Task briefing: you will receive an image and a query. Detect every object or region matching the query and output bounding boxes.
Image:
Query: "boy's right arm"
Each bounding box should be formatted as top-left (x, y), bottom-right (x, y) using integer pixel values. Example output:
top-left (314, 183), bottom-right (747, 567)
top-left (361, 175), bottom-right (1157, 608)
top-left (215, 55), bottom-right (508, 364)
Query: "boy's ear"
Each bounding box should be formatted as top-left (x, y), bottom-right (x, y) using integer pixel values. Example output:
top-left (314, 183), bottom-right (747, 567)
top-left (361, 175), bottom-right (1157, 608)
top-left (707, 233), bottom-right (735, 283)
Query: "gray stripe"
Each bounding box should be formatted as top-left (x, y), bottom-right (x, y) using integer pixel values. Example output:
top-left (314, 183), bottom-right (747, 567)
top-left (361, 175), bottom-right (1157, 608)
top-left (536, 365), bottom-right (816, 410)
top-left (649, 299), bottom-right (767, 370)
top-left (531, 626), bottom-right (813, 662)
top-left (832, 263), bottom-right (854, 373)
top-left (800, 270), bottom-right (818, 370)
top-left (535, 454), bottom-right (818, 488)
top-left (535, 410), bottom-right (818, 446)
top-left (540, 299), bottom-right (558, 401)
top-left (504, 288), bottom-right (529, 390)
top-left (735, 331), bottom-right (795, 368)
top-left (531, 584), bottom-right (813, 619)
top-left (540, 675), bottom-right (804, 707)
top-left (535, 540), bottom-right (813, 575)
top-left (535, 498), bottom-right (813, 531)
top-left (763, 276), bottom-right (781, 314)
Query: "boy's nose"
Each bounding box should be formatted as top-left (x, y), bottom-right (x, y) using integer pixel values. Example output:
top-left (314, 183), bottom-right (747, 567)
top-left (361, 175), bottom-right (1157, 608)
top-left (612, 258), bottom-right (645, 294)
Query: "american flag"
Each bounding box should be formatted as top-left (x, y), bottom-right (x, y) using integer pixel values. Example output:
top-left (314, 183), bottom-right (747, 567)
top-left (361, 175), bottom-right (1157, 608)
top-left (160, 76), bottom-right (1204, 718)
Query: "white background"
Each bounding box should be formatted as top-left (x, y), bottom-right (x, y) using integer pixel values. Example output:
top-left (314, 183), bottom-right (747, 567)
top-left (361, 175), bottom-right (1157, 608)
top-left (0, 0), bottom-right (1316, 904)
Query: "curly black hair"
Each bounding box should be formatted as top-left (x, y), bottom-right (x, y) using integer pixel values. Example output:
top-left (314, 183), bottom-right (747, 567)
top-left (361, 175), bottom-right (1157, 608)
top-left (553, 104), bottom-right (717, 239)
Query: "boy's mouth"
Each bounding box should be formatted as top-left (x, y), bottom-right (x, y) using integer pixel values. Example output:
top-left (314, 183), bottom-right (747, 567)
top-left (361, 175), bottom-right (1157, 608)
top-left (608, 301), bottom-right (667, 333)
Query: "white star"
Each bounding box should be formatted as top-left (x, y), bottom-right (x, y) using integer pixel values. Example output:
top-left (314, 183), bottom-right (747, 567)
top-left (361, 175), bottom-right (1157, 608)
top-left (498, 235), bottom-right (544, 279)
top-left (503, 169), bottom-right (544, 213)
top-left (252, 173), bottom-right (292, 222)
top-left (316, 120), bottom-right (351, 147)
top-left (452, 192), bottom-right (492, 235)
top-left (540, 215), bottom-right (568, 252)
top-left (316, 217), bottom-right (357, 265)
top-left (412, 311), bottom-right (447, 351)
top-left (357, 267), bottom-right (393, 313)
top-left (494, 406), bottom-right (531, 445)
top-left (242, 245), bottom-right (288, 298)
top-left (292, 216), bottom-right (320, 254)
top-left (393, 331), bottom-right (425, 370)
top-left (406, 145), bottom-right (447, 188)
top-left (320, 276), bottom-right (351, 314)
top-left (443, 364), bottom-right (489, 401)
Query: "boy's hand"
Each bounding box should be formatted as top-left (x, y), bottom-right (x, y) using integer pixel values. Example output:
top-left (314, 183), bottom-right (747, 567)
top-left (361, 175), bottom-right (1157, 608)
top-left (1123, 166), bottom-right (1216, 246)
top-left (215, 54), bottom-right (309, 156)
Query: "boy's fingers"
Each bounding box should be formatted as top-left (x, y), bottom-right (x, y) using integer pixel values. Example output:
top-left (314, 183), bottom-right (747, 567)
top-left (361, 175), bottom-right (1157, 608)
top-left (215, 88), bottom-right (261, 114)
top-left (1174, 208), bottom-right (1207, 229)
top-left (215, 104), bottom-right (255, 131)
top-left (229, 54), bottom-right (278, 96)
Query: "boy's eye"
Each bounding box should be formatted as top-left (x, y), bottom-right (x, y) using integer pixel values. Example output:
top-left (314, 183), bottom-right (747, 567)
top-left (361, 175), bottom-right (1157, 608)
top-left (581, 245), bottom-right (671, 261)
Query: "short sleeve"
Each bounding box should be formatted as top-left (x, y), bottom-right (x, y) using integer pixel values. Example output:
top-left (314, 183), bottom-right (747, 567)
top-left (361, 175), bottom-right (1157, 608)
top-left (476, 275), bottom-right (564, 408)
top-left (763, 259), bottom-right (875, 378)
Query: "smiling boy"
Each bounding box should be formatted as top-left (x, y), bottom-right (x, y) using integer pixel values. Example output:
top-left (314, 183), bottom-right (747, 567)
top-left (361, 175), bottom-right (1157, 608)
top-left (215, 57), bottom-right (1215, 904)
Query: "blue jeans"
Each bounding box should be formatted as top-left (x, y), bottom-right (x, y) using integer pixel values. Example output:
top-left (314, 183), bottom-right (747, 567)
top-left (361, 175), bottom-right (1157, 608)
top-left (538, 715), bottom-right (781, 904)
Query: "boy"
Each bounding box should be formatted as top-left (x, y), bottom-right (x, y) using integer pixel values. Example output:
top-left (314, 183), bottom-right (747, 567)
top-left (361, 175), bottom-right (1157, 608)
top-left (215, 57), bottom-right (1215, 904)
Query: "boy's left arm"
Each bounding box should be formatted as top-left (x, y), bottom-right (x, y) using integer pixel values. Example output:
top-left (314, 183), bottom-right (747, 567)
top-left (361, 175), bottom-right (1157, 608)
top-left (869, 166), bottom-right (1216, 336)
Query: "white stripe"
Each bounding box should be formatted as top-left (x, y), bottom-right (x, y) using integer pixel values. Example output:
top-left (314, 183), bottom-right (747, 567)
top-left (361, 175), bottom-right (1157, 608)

*Instructions for the task*
Rewrite all of the lines above as a numbered list, leaving out any blank lines.

*Full output*
1. Task briefing: you will receive an image and a query. Detect every object or region matching the query and output bounding boxes.
2. Image:
3. Query: "boy's right arm"
4. Each bounding box should be formatted as top-left (x, y), bottom-right (x, y) using integer pixel values. Example output:
5. top-left (314, 183), bottom-right (747, 567)
6. top-left (361, 175), bottom-right (1157, 608)
7. top-left (215, 55), bottom-right (508, 364)
8. Query: "boy's ear"
9. Each bounding box should be formatted as top-left (x, y), bottom-right (x, y) using integer pixel values. Example output:
10. top-left (314, 183), bottom-right (747, 567)
11. top-left (361, 175), bottom-right (1157, 608)
12. top-left (707, 233), bottom-right (735, 283)
13. Query: "gray stripe"
14. Each bounding box should be formatted as top-left (x, y), bottom-right (x, y) using integer pixel values. Example output:
15. top-left (314, 183), bottom-right (747, 567)
16. top-left (361, 175), bottom-right (1157, 608)
17. top-left (536, 365), bottom-right (816, 410)
18. top-left (649, 299), bottom-right (767, 370)
19. top-left (531, 626), bottom-right (813, 662)
20. top-left (832, 263), bottom-right (854, 373)
21. top-left (800, 270), bottom-right (818, 370)
22. top-left (535, 454), bottom-right (818, 488)
23. top-left (535, 410), bottom-right (818, 446)
24. top-left (540, 299), bottom-right (558, 401)
25. top-left (504, 288), bottom-right (529, 390)
26. top-left (735, 331), bottom-right (795, 368)
27. top-left (531, 584), bottom-right (813, 619)
28. top-left (540, 675), bottom-right (804, 707)
29. top-left (535, 540), bottom-right (813, 575)
30. top-left (535, 498), bottom-right (813, 531)
31. top-left (763, 276), bottom-right (781, 314)
32. Query: "boy's nose"
33. Each bounding box should be formatted as top-left (x, y), bottom-right (x, y) using integer pixel values. Example output:
34. top-left (314, 183), bottom-right (747, 567)
35. top-left (361, 175), bottom-right (1157, 608)
36. top-left (612, 258), bottom-right (645, 294)
37. Query: "american flag"
38. Each bounding box should be formatted as top-left (x, y), bottom-right (x, y) using integer pixel values. Example output:
39. top-left (314, 183), bottom-right (747, 567)
40. top-left (361, 175), bottom-right (1157, 608)
41. top-left (160, 76), bottom-right (1204, 718)
42. Query: "white background"
43. Each bounding box should be formatted as top-left (x, y), bottom-right (x, y) using integer pixel values. Example output:
44. top-left (314, 183), bottom-right (747, 567)
45. top-left (361, 175), bottom-right (1157, 608)
46. top-left (0, 0), bottom-right (1316, 904)
47. Query: "curly black hair"
48. Each bounding box should be formatted as top-left (x, y), bottom-right (x, y) using integer pixel values. Example output:
49. top-left (314, 183), bottom-right (747, 567)
50. top-left (361, 175), bottom-right (1157, 608)
51. top-left (553, 104), bottom-right (717, 239)
52. Query: "boy's mouth"
53. Each bounding box should be formatted as top-left (x, y), bottom-right (x, y) using integer pixel values. Example output:
54. top-left (314, 183), bottom-right (747, 567)
55. top-left (361, 175), bottom-right (1157, 608)
56. top-left (608, 301), bottom-right (667, 333)
57. Query: "white star"
58. Each bounding box should be formatted as top-left (x, y), bottom-right (x, y) using integer pixel values. Example output:
59. top-left (314, 183), bottom-right (747, 567)
60. top-left (361, 175), bottom-right (1157, 608)
61. top-left (498, 235), bottom-right (544, 279)
62. top-left (503, 169), bottom-right (544, 213)
63. top-left (252, 173), bottom-right (292, 222)
64. top-left (316, 120), bottom-right (351, 147)
65. top-left (452, 192), bottom-right (492, 235)
66. top-left (540, 215), bottom-right (568, 252)
67. top-left (316, 217), bottom-right (357, 265)
68. top-left (412, 311), bottom-right (447, 351)
69. top-left (357, 267), bottom-right (393, 313)
70. top-left (494, 406), bottom-right (531, 445)
71. top-left (242, 245), bottom-right (288, 298)
72. top-left (292, 216), bottom-right (320, 254)
73. top-left (393, 331), bottom-right (425, 370)
74. top-left (406, 145), bottom-right (447, 188)
75. top-left (320, 276), bottom-right (351, 314)
76. top-left (443, 364), bottom-right (489, 401)
77. Query: "boy's hand"
78. Each bounding box should be formatted as top-left (x, y), bottom-right (x, y) using integer pixel values. Example output:
79. top-left (314, 183), bottom-right (747, 567)
80. top-left (361, 175), bottom-right (1157, 608)
81. top-left (1123, 166), bottom-right (1216, 246)
82. top-left (215, 54), bottom-right (309, 156)
83. Query: "boy's fingers"
84. Each bounding box should be formatted as top-left (x, y), bottom-right (x, y) using integer pixel values. Example output:
85. top-left (314, 183), bottom-right (747, 567)
86. top-left (361, 175), bottom-right (1157, 608)
87. top-left (215, 88), bottom-right (261, 114)
88. top-left (1174, 208), bottom-right (1207, 229)
89. top-left (215, 104), bottom-right (255, 131)
90. top-left (229, 54), bottom-right (278, 96)
91. Query: "boy's eye"
92. Each bounding box should be formatted as top-left (x, y), bottom-right (x, y) using integer pixel values. Example output:
93. top-left (314, 183), bottom-right (747, 567)
94. top-left (361, 175), bottom-right (1157, 608)
95. top-left (581, 245), bottom-right (671, 261)
96. Query: "short sleeve"
97. Each bounding box should be formatted as top-left (x, y), bottom-right (x, y) using integer pixel values. Example output:
98. top-left (314, 183), bottom-right (747, 567)
99. top-left (361, 175), bottom-right (1157, 608)
100. top-left (476, 275), bottom-right (564, 408)
101. top-left (763, 259), bottom-right (875, 378)
102. Query: "smiling boy"
103. Each bounding box should be formatted as top-left (x, y), bottom-right (x, y) using integer pixel values. Example output:
104. top-left (314, 183), bottom-right (747, 567)
105. top-left (361, 175), bottom-right (1157, 608)
106. top-left (215, 57), bottom-right (1215, 904)
107. Query: "blue jeans"
108. Each bounding box should be formatted as top-left (x, y), bottom-right (x, y) using integer pixel values. Example output:
109. top-left (314, 183), bottom-right (747, 567)
110. top-left (361, 175), bottom-right (1157, 608)
111. top-left (538, 715), bottom-right (781, 904)
112. Query: "boy"
113. Each bounding box should be formatted as top-left (x, y), bottom-right (x, y) using integer pixel values. Example output:
114. top-left (314, 183), bottom-right (747, 567)
115. top-left (361, 175), bottom-right (1157, 608)
116. top-left (215, 57), bottom-right (1215, 904)
117. Query: "boy's left arm"
118. Each bounding box should be formatted as top-left (x, y), bottom-right (x, y) using integer pixel values. Example output:
119. top-left (314, 183), bottom-right (747, 567)
120. top-left (361, 175), bottom-right (1157, 608)
121. top-left (869, 166), bottom-right (1216, 336)
122. Query: "white stripe"
123. Each bounding box should be formatted as top-left (x, y), bottom-right (x, y) using integer pixel values. Example output:
124. top-left (314, 183), bottom-right (747, 567)
125. top-left (361, 175), bottom-right (1157, 608)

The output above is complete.